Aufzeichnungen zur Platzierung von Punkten

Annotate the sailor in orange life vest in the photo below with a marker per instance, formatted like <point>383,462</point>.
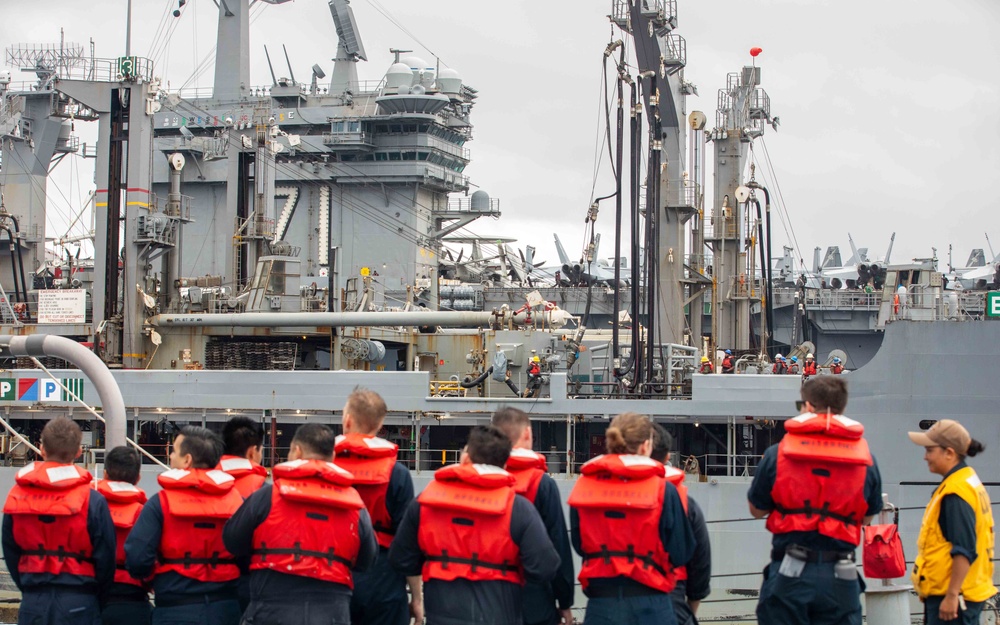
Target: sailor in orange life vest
<point>817,487</point>
<point>128,601</point>
<point>304,535</point>
<point>58,537</point>
<point>550,603</point>
<point>386,488</point>
<point>629,527</point>
<point>244,441</point>
<point>953,572</point>
<point>178,536</point>
<point>475,541</point>
<point>693,580</point>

** Zu erledigen **
Stelle die obenstehenden Zeilen als nummerierte Liste dar und lass Leerzeilen weg. Die Bilder sollen in der Antwort nicht vorkommen.

** Die Ausgabe **
1. Annotate the sailor in orange life vest in the photo below with a marker per instance, formatted like <point>383,462</point>.
2. Target: sailor in orange life vest
3. <point>817,487</point>
4. <point>128,601</point>
5. <point>304,535</point>
6. <point>58,537</point>
7. <point>550,603</point>
8. <point>386,488</point>
9. <point>629,527</point>
10. <point>244,441</point>
11. <point>953,572</point>
12. <point>178,536</point>
13. <point>475,541</point>
14. <point>693,580</point>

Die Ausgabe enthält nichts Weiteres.